[TASKS FOR THIS EXERCISE]
1. Reproduce the text on data encrypted for impact from "T1471: Data Encrypted" up to and including "saved or transmitted.", swapping "adversary" for "attacker".
2. Extend the text on data encrypted for impact with the section that would follow its last sentence.

[SOURCE]
╭──

T1471: Data Encrypted for Impact
An adversary may encrypt files stored on a mobile device to prevent the user from accessing them. This may be done in order to extract monetary compensation from a victim in exchange for decryption or a decryption key (ransomware) or to render data permanently inaccessible in cases where the key is not saved or transmitted.
Analyst context for executives and security teams
This Android mobile technique matters because encrypted device files can quickly turn a user’s phone or tablet into an unavailable business asset and can block access to locally stored data. In practical terms, it is a mobile ransomware-style impact behavior: the attacker may seek payment for decryption, or may make the data permanently inaccessible if no usable key exists. For organizations with mobile-dependent workflows, the key decision is whether Android devices are backed up, monitored, and recoverable enough that file encryption becomes an incident to contain rather than a business disruption.
Executive priority
Prioritize this as a mobile resilience and incident response readiness issue. Leaders should ask whether Android devices used for business have enforceable backup, recovery, mobile security monitoring, and response processes. The ATT&CK relationships show this behavior is associated with Android malware families including Xbot, Anubis, and S.O.V.A.; that does not prove current exposure, but it supports treating mobile malware impact as a realistic planning scenario. This technique can also affect compliance evidence if business records, messages, or app data on mobile devices become unavailable without recoverable copies.

╰──

[DATASET SECTION]

╭──

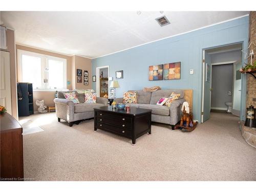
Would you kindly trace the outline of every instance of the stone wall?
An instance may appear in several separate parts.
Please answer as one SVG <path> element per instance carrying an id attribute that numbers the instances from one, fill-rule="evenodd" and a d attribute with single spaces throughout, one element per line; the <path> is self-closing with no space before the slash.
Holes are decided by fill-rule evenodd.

╰──

[ANSWERS PROVIDED]
1.
T1471: Data Encrypted for Impact
An attacker may encrypt files stored on a mobile device to prevent the user from accessing them. This may be done in order to extract monetary compensation from a victim in exchange for decryption or a decryption key (ransomware) or to render data permanently inaccessible in cases where the key is not saved or transmitted.

2.
Technical view
For SOC, detection engineering, and IR teams, validate coverage for Android devices where business data may be stored locally. ATT&CK provides no official detection text for T1471, but a related detection strategy, DET0678 Detection of Data Encrypted for Impact, is linked. Teams should review that strategy where available and test whether existing mobile telemetry can show suspicious file encryption, rapid file modification, ransom-note-like artifacts, abnormal app behavior, or user reports of inaccessible files. Because the object has no specified ATT&CK tactic and no official detection guidance, local device management, mobile threat defense, backup, and incident workflow evidence will determine real coverage.
Likely telemetry
- Android mobile device management or enterprise mobility management inventory and compliance state
- Mobile threat defense or endpoint security alerts for Android applications
- File system or app-level evidence of rapid file changes, inaccessible files, or unusual storage activity where available
- Application installation and permission history for Android devices
- User reports of ransom prompts, inaccessible files, or unexpected device behavior
Detection direction
- Confirm whether DET0678 or an equivalent mobile detection strategy is implemented for Android environments.
- Validate that monitoring covers business-managed Android devices, not only traditional endpoints.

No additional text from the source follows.